··· Data records
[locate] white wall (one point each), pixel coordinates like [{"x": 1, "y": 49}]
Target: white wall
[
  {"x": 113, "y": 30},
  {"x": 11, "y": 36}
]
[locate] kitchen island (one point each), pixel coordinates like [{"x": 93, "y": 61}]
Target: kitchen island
······
Work task: Each entry must be output exactly as it was written.

Problem solution:
[locate] white wall (one point each), pixel coordinates like [{"x": 1, "y": 49}]
Target: white wall
[
  {"x": 113, "y": 30},
  {"x": 11, "y": 36}
]
[locate] kitchen island (one point each), pixel coordinates like [{"x": 93, "y": 61}]
Target: kitchen island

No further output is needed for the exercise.